**THE PROBLEM**
When a line of the entries contains the word "railing", report that line.

[Items from a data source]
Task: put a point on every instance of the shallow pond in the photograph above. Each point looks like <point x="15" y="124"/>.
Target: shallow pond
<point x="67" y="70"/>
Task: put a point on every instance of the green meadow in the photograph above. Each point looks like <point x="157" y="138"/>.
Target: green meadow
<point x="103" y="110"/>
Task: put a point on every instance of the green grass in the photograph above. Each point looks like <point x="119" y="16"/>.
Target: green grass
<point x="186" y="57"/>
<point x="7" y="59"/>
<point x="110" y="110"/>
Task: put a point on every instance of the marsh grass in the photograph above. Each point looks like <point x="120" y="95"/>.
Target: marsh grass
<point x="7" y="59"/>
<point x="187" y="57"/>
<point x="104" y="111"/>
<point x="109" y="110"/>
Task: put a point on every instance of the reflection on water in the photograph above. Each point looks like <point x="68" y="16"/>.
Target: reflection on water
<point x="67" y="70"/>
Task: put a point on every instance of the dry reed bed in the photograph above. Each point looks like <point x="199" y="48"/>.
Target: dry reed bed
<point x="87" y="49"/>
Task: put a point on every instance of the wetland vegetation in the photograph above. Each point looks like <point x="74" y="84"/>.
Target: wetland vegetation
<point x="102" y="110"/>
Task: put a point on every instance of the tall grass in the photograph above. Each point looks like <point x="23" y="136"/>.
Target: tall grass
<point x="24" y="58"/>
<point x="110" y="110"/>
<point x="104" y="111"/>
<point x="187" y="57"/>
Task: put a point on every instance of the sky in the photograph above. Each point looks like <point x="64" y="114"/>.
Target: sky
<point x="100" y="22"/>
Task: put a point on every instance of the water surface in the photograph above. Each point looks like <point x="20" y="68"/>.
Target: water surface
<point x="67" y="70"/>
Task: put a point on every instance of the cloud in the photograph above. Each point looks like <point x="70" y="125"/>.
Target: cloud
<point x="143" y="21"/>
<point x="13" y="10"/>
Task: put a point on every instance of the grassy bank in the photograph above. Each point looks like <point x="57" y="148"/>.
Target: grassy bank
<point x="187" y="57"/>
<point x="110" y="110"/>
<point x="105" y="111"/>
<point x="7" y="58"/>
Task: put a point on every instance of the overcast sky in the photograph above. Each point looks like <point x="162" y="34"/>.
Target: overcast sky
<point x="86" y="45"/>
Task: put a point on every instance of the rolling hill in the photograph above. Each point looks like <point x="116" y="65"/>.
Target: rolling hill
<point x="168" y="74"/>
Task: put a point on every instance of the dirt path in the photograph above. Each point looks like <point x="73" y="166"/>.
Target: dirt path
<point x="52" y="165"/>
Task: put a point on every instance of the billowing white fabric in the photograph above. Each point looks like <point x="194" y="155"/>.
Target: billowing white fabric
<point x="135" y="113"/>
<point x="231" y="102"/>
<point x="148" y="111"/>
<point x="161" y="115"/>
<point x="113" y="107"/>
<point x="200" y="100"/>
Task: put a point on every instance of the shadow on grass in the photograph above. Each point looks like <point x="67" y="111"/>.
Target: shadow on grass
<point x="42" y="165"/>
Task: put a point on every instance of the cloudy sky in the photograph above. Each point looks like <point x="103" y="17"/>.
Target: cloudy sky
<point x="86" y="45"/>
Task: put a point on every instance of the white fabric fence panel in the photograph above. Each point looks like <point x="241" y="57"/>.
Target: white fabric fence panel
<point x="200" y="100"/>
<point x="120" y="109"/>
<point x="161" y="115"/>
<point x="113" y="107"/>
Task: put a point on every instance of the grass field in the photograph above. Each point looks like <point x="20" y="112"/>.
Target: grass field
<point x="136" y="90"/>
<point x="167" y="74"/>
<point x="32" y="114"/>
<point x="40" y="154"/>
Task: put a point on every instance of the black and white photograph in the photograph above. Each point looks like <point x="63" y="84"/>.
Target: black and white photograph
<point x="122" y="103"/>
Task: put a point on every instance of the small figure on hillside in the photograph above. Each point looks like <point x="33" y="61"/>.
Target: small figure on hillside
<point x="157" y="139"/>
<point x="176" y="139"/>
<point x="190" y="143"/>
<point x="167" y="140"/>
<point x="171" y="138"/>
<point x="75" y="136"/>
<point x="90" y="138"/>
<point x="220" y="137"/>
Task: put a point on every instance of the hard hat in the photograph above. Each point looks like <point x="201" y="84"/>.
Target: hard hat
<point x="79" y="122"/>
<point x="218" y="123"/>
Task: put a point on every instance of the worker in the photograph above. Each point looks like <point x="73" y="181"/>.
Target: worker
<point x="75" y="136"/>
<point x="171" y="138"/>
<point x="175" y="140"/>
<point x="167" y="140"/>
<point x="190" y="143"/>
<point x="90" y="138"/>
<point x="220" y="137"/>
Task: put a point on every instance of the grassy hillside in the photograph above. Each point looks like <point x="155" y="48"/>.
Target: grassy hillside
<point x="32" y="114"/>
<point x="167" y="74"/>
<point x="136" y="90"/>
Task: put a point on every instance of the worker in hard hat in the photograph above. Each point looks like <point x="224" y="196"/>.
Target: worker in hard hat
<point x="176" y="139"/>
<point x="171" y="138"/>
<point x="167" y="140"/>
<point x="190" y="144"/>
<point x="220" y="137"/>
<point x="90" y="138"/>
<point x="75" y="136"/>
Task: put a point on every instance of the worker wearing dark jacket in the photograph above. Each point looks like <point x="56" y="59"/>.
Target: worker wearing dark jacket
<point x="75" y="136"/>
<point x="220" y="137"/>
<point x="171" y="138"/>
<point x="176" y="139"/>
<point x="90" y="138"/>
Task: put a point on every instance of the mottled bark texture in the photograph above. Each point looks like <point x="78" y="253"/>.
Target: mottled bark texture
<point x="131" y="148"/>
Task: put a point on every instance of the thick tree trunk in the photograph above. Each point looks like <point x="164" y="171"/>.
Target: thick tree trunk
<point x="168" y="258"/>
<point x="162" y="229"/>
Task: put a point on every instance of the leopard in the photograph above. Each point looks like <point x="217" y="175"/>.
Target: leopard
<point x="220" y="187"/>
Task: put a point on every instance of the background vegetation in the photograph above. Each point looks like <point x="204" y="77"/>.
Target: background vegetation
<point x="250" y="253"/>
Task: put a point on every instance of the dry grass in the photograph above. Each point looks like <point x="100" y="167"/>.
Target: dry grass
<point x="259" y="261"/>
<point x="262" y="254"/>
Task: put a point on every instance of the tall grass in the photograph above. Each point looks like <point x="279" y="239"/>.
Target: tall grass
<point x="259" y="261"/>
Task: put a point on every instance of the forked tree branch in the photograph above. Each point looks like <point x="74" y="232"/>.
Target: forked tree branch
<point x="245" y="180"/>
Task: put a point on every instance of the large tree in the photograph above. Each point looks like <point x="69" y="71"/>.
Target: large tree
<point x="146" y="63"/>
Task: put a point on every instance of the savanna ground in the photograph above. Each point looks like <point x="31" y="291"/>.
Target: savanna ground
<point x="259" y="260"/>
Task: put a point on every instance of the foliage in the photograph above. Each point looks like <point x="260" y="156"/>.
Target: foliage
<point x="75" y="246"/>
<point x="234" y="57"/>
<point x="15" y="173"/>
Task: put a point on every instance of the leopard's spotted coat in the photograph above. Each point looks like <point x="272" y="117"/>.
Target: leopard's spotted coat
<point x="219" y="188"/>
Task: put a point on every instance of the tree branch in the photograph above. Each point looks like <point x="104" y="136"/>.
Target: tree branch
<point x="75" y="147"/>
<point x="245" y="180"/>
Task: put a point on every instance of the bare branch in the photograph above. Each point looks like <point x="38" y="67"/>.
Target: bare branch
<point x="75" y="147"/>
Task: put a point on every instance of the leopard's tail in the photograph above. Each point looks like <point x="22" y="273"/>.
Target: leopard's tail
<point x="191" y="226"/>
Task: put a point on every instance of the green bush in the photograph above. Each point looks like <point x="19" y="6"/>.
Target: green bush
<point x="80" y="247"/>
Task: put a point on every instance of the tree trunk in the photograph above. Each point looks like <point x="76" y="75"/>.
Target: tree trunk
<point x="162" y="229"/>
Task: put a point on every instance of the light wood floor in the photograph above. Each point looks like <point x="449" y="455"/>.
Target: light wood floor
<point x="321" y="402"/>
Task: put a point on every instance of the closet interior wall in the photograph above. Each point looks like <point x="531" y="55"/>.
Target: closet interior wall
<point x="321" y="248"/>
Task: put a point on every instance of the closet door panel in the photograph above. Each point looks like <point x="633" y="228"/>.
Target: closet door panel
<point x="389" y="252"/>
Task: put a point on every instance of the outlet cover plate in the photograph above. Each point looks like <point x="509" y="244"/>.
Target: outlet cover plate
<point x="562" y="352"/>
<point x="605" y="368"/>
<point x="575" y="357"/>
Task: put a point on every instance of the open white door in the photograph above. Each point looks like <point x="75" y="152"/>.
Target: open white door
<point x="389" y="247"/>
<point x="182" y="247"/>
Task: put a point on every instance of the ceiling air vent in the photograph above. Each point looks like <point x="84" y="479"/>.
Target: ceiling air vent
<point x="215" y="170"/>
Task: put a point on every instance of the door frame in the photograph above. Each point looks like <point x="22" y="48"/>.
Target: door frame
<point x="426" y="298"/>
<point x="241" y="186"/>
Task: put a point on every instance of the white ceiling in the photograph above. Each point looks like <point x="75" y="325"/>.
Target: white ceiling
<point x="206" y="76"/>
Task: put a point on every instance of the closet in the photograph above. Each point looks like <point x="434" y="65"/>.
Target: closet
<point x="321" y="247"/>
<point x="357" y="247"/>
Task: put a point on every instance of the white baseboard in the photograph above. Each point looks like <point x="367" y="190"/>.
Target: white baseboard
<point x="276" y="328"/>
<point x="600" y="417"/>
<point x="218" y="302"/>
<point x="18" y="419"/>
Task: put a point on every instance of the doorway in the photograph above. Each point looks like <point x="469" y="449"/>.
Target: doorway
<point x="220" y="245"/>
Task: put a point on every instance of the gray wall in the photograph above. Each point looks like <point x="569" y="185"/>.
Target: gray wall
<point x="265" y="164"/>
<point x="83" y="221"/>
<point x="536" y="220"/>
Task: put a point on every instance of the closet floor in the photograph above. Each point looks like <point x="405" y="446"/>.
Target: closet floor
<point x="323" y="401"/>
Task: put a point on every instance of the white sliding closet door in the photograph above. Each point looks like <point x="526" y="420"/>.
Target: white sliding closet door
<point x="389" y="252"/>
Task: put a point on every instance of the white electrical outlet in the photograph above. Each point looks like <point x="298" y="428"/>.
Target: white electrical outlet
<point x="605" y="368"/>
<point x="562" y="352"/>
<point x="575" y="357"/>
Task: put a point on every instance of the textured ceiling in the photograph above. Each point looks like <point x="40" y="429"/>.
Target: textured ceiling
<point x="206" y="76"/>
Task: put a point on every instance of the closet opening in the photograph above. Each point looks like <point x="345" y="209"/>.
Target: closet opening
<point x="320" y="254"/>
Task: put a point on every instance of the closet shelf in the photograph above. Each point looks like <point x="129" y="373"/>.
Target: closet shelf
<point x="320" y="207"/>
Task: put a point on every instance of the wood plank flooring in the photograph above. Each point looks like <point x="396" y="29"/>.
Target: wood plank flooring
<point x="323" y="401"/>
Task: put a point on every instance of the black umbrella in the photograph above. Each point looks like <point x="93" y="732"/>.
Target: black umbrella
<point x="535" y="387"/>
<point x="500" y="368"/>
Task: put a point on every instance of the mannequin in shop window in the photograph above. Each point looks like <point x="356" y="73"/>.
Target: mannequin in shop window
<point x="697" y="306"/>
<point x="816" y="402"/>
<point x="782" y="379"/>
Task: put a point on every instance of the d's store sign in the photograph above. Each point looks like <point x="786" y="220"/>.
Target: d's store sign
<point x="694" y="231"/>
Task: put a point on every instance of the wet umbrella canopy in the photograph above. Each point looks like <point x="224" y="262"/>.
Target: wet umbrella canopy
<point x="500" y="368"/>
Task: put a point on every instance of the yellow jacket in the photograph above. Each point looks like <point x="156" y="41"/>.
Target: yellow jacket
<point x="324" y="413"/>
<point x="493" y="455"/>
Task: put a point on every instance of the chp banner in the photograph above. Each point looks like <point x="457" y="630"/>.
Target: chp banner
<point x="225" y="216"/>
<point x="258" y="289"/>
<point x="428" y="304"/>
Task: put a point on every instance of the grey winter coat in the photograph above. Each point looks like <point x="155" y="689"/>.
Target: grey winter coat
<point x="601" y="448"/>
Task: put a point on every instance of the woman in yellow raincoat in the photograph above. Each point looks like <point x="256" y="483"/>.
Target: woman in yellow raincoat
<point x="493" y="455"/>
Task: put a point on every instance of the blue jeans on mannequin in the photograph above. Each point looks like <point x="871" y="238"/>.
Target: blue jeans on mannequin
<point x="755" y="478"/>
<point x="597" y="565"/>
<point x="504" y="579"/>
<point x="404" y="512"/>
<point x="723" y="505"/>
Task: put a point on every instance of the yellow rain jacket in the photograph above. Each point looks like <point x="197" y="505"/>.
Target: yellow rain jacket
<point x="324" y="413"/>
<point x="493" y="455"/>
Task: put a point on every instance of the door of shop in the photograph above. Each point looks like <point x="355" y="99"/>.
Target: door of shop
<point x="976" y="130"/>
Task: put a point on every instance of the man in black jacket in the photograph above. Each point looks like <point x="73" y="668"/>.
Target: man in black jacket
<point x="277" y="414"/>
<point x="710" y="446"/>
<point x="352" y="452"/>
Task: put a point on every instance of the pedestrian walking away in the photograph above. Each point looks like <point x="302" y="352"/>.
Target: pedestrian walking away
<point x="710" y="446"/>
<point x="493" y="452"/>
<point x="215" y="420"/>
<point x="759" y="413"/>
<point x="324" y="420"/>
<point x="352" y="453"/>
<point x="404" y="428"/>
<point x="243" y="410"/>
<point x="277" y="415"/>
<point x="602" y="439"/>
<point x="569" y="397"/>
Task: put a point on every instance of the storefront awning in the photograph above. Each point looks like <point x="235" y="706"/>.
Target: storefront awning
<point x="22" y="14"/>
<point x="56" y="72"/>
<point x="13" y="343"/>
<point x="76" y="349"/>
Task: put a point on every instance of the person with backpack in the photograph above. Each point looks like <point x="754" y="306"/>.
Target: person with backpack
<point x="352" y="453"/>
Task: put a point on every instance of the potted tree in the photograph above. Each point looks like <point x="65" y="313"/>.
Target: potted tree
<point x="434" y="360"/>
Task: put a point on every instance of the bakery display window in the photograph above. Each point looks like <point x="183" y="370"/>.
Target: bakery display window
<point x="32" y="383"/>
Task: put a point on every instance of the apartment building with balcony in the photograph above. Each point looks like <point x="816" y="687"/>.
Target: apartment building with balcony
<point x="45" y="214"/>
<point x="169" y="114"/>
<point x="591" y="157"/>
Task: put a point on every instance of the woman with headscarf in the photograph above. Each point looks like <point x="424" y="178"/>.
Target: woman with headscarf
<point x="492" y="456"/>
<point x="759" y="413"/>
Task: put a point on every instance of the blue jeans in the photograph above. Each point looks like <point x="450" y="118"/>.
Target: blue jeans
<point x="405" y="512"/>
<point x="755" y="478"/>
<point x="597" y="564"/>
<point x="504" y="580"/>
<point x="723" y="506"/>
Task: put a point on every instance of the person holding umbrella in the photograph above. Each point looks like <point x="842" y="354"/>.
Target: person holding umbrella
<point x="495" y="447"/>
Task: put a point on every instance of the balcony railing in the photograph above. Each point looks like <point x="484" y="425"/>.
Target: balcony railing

**SOLUTION**
Task: put a point on every instance of the balcony railing in the photograph above. Each point looks like <point x="484" y="425"/>.
Target: balcony railing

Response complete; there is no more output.